FRED SEIXAS – O que foi o “Minas Grita pelo Leite”?

JOÃO MARQUES –Na verdade, o tema “Minas Grita pelo Leite” foi elaborado pela nossa Federação, a FAEMG [Federação da Agricultura e Pecuária do Estado de Minas Gerais], que nos representa no estado de Minas, ou seja, nosso sistema sindical. E foi aderido pelos demais entes, cooperativas, empresas e, principalmente, produtores, no sentido de mostrar o momento em que vive a atividade leiteira no nosso País.

Estamos no Estado que produz ¼ do leite brasileiro. É um volume expressivo do leite. Todos os municípios mineiros produzem leite. E a gente sabe que na base da economia desses municípios, o leite faz parte diretamente.

A [atividade leiteira tem ainda] uma importância social. Na cooperativa, nós captamos leite em 52 municípios aqui no Vale do Rio Doce. E a gente tem uma percepção muito clara: quando o leite é pago ao produtor, esse recurso vai para o vaqueiro, para o tratorista, para o cerqueiro, enfim, para a comunidade, em geral. Porque o cerqueiro [depois] paga a padaria, paga o comerciante, à pequena mercearia. Então esse recurso é um recurso que circula aqui no nosso Estado, no nosso País, na nossa região. Então a atividade leiteira é de suma importância econômica e social para o nosso Estado. 

OBJETIVO DO MOVIMENTO

FRED SEIXAS – Qual foi o objetivo do “Minas Grita pelo Leite”? Qual a mensagem que o evento queria passar?

JOÃO MARQUES – A mensagem é justamente essa: não dá. Precisa dar um basta na importação desenfreada de leite que tem ocorrido, principalmente do Mercosul, que vem da Argentina e do Uruguai. O leite gera emprego na Argentina, que o transportador é de lá, e como fica a economia brasileira? Como ficam as nossas bases?

A gente precisa mostrar a nossos governantes e a sociedade para unirmos forças e mudar, dar um basta nessa importação desenfreada e fazer o contrário: valorizar o pequeno produtor. Hoje, na nossa cooperativa, mais de 70% dos produtores são pequenos produtores rurais. E a gente sabe que [o trabalho deles] é uma injeção na veia, que vai fazer a economia daquele município girar. O leite importado gera essa economia? Essa é a pergunta que a gente precisa fazer para nós mesmos. E a gente está concorrendo com um leite subsidiado. A Argentina fez um trabalho de base, para a produção de leite, e subsidia o produto lá. Então ao chegar aqui esse produto não traz benefício. Especialmente para o consumidor!

**Detalhes da tarefa**
Retome a entrevista sobre o movimento “Minas Grita pelo Leite” logo após a última frase do texto apresentado. As entradas não são necessárias.

**Linhas de dados**
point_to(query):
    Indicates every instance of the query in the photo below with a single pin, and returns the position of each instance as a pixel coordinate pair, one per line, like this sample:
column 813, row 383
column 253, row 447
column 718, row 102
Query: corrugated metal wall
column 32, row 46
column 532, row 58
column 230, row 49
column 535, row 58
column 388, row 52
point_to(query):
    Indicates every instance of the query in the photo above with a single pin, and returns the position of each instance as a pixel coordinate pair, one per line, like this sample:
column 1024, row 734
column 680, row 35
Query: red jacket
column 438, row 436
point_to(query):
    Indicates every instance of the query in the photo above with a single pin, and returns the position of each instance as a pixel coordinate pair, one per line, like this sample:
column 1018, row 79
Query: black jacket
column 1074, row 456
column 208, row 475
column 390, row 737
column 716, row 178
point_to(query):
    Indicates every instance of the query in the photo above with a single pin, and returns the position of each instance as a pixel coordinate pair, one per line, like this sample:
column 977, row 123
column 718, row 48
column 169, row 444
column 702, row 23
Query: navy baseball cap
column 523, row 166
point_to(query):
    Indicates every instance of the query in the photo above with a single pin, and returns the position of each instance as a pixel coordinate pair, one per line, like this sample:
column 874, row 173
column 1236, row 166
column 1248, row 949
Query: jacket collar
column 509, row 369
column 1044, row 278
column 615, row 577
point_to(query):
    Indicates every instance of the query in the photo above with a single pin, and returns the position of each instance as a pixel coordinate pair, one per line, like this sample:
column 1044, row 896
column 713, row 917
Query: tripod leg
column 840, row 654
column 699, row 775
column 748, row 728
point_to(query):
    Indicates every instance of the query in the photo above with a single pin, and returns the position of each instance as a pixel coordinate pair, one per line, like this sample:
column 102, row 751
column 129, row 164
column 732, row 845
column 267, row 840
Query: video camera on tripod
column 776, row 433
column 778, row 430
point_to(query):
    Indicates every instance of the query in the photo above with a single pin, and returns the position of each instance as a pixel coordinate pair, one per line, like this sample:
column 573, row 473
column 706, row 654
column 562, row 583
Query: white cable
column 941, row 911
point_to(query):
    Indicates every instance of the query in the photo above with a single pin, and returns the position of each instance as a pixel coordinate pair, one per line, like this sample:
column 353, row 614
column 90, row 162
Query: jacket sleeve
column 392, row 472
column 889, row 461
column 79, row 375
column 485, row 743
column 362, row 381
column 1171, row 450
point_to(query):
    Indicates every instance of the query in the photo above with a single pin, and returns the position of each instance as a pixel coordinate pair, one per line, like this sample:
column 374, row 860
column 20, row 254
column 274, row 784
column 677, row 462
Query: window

**Resposta da tarefa**
Hoje parece atrativo ter o leite importado, com a economia leiteira em dificuldade, mas no futuro não será. A médio e longo prazo o consumidor vai pagar caro por isso, porque a gente está vendo os nossos produtores deixando a atividade, que é feita de sol a sol. O produtor rural, faça sol ou chuva, ele está trabalhando. O transportador também, mesmo quando fica atolado em lama, ele não deixa de trabalhar para levar o leite até a indústria, que, por sua vez, também gera trabalho e emprego. Depois o leite é transportado de novo até o supermercado, que também gera trabalho. Então estamos falando de algo muito importante. Então queremos unir essas cadeias [produtivas], que seja dos produtores, das indústrias, do transportador e do consumidor, para juntos darmos um grito, para que nossos governantes ouçam: “Minas grita pelo leite”. Mas não é só isso. O Brasil grita pela importância da atividade leiteira.

DESAFIOS DOS BRASILEIROS

FRED SEIXAS – Mas qual a necessidade do Brasil importar o leite se ele é um grande produtor?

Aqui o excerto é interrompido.